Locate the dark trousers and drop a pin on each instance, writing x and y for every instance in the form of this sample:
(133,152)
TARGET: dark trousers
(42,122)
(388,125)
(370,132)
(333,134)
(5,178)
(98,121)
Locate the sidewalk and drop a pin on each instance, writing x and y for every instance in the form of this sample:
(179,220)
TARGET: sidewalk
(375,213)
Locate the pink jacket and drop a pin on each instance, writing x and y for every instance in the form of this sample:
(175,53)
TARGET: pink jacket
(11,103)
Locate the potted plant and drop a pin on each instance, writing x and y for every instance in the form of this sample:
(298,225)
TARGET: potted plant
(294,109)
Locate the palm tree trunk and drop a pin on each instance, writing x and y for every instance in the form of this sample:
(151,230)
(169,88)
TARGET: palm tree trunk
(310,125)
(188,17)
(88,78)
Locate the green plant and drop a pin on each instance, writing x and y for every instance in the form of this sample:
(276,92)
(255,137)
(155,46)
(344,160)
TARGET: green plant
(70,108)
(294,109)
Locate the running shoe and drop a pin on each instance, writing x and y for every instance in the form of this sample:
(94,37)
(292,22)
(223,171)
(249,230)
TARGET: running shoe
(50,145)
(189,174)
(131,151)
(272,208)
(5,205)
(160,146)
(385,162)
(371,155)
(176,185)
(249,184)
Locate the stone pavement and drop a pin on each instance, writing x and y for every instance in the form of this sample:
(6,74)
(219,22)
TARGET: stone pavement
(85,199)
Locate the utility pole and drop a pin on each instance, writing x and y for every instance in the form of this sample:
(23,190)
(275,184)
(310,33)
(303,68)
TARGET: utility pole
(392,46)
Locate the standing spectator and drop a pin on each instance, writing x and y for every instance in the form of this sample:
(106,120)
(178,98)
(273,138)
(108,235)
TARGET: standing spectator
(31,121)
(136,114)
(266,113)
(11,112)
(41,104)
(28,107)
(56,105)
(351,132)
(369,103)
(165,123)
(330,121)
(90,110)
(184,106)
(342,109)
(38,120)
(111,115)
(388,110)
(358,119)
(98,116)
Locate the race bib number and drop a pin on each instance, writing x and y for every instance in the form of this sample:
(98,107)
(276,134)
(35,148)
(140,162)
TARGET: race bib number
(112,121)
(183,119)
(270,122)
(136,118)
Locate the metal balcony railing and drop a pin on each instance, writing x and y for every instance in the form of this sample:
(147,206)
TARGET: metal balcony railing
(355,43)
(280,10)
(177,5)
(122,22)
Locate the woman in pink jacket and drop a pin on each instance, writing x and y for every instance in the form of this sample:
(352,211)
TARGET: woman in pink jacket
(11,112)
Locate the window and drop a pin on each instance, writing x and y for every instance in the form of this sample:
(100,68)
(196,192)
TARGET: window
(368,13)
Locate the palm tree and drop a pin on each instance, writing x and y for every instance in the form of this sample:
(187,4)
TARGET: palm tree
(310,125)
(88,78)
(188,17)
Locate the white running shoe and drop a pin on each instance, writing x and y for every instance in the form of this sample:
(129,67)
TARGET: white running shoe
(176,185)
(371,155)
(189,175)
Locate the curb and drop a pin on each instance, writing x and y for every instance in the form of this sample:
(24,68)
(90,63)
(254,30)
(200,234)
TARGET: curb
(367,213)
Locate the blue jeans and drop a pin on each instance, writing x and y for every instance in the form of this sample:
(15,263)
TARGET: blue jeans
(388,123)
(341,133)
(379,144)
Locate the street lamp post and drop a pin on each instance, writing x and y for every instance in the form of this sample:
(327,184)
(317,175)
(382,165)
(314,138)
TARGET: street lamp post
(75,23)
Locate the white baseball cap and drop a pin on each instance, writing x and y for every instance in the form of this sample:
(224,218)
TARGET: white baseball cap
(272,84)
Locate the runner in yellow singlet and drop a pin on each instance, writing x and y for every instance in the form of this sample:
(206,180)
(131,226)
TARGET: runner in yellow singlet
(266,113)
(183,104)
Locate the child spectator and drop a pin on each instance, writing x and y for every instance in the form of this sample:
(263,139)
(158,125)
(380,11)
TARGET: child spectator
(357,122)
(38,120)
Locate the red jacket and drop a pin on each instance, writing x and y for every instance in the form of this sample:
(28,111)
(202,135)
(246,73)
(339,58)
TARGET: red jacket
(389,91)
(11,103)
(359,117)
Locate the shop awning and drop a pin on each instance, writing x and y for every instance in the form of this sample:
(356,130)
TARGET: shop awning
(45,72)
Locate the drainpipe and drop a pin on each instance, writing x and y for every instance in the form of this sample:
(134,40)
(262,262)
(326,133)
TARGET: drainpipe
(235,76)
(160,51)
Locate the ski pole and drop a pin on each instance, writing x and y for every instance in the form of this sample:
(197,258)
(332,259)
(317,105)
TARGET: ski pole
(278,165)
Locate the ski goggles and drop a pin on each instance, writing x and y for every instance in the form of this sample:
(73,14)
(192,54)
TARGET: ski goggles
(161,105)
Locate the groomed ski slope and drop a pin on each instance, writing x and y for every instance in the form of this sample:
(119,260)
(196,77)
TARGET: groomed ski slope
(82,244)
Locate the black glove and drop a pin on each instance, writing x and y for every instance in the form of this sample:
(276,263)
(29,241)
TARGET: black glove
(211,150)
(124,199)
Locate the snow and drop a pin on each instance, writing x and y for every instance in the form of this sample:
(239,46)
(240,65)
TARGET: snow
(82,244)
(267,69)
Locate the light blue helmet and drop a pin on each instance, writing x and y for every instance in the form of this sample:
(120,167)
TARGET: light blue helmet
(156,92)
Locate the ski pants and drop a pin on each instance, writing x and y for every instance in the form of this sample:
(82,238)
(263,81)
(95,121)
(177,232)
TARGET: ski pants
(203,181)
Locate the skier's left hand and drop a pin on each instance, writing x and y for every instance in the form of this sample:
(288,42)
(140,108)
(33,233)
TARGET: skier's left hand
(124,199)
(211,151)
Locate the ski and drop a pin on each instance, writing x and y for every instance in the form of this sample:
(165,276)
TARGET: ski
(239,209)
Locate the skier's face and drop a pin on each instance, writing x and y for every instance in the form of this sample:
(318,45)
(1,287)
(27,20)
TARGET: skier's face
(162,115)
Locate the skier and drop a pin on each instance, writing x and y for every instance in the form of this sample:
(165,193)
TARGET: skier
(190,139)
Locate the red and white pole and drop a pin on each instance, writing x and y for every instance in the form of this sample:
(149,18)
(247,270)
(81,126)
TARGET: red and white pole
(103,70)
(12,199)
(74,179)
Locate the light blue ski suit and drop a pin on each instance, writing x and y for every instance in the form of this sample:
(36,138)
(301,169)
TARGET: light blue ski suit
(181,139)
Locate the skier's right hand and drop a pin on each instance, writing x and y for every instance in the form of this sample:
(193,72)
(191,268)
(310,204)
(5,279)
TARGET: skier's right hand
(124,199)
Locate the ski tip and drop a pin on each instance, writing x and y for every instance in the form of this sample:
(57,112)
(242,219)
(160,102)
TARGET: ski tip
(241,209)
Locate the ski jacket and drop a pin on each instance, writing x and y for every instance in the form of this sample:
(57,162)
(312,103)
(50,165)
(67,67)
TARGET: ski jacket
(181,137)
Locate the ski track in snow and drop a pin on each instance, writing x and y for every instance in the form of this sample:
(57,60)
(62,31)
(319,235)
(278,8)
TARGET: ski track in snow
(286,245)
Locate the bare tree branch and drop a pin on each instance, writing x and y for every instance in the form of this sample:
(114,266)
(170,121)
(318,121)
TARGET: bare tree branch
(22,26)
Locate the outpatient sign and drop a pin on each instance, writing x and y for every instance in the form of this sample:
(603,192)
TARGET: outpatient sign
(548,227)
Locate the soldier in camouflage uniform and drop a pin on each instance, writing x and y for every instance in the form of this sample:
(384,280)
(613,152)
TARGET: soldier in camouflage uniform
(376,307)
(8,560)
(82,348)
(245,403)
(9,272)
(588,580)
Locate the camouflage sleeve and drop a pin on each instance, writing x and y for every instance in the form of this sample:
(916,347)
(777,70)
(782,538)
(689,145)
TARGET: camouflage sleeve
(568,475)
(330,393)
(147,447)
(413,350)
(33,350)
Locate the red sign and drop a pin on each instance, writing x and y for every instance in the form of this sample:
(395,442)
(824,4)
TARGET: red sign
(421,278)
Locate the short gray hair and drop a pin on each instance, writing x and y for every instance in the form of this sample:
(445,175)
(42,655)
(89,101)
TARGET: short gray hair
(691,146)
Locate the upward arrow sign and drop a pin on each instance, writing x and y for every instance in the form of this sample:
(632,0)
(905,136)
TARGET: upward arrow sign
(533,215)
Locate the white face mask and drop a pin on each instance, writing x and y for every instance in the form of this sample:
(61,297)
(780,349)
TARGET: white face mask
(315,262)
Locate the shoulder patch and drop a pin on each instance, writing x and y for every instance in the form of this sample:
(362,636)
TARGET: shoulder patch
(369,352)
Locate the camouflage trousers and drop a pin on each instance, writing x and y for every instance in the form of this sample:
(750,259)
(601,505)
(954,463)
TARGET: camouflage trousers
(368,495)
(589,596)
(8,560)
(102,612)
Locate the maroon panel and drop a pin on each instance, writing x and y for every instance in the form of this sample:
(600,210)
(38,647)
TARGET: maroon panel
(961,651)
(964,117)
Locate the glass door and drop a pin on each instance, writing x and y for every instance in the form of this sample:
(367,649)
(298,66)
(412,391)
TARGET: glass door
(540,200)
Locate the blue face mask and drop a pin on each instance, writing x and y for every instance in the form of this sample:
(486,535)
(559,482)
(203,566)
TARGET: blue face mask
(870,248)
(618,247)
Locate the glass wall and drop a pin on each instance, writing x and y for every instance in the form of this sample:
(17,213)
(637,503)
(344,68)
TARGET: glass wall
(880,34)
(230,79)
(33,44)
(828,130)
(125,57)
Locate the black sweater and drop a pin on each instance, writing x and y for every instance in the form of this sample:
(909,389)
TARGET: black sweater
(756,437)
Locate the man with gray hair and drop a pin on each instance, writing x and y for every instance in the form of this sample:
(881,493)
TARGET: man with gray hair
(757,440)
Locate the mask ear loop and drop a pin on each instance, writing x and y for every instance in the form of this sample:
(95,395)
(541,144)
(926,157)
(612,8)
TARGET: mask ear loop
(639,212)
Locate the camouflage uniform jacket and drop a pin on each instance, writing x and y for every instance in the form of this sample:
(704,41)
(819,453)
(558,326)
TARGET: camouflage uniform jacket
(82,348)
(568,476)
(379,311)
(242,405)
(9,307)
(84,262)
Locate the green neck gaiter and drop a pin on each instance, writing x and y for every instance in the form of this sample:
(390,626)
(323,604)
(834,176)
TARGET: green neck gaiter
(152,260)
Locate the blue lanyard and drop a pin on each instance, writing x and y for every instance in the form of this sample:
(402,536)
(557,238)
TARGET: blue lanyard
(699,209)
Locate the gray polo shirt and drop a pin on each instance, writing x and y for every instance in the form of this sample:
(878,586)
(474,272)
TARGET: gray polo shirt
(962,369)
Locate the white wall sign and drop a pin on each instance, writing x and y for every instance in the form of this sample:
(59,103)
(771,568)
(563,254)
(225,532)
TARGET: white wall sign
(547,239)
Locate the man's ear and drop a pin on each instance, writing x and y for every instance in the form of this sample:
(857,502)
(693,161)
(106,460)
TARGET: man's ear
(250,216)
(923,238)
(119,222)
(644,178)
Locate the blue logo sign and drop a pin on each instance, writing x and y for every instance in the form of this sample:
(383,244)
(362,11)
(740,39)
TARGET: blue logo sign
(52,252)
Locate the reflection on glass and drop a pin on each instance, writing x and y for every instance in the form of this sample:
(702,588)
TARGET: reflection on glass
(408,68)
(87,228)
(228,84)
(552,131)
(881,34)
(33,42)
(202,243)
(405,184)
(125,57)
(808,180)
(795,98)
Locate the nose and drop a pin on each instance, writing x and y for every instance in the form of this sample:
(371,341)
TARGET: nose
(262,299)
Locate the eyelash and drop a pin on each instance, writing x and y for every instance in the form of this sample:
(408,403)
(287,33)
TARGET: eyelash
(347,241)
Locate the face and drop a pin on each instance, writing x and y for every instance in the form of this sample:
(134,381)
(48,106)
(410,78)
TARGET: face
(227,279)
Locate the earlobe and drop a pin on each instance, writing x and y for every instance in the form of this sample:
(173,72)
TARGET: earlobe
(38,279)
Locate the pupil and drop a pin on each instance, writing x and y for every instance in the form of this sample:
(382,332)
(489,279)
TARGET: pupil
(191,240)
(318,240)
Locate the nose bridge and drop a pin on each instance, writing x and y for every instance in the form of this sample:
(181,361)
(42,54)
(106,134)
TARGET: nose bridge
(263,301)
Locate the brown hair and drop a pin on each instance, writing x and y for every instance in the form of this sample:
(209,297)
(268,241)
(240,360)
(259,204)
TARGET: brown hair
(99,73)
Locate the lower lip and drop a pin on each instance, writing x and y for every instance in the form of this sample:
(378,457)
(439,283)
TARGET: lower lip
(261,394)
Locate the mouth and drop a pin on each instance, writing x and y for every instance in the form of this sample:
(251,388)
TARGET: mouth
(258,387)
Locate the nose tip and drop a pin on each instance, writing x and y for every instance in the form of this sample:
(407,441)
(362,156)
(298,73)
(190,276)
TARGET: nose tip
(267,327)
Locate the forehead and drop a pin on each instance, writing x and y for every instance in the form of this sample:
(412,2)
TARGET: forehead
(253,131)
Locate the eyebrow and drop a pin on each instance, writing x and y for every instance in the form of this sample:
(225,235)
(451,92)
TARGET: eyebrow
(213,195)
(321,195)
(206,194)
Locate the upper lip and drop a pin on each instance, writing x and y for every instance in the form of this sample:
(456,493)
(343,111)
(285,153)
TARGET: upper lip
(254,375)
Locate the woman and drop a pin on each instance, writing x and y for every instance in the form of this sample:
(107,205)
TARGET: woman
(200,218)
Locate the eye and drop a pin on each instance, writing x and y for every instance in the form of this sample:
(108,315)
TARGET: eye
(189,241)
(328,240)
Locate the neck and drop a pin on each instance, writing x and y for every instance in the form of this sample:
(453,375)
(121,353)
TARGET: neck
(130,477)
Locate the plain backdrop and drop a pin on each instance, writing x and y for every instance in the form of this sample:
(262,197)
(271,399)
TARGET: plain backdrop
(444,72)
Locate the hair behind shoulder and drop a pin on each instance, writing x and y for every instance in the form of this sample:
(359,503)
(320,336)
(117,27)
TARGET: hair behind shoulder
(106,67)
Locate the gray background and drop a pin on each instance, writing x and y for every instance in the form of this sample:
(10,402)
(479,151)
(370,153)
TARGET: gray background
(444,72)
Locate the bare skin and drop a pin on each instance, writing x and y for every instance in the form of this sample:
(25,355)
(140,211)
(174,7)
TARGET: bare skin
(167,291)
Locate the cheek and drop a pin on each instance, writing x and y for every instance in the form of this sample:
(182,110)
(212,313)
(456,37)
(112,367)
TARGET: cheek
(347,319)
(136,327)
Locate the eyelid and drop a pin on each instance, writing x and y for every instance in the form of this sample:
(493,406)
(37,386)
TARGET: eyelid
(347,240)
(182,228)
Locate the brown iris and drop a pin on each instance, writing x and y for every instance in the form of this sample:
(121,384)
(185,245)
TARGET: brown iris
————————
JOB:
All lines from the one containing "Locate the plain" through the final line of the listing above are to be reproduced exactly; include both and add nothing.

RESULT OF THIS EXERCISE:
Locate the plain backdrop and drop a pin on each instance, writing x and y for every instance in the form of this sample:
(262,197)
(271,399)
TARGET: plain backdrop
(444,72)
Locate the hair behind shoulder and drop a pin on each instance, writing x and y for every instance in the form of this sample:
(359,503)
(320,336)
(117,27)
TARGET: hair behind shoulder
(106,67)
Locate the gray background and drop a pin on each instance, writing x and y for every instance in the form of this sample:
(10,402)
(479,151)
(370,153)
TARGET: gray background
(444,72)
Locate the bare skin and drop a pin on each instance, writing x and y for every instance in the form of this sample:
(25,355)
(140,211)
(174,7)
TARGET: bare skin
(167,291)
Locate the cheek and drop a pin on each instance, writing x and y for every instance in the form of this sample:
(182,110)
(212,313)
(456,37)
(112,367)
TARGET: cheek
(347,319)
(136,327)
Locate the eyelid and drop a pin on each instance, writing x and y for every instance in the form of this sample:
(493,406)
(37,386)
TARGET: eyelid
(347,240)
(182,228)
Locate the brown iris and drop a pin on each instance, writing x and y for every instance in the form of this sample:
(121,384)
(185,245)
TARGET: brown iris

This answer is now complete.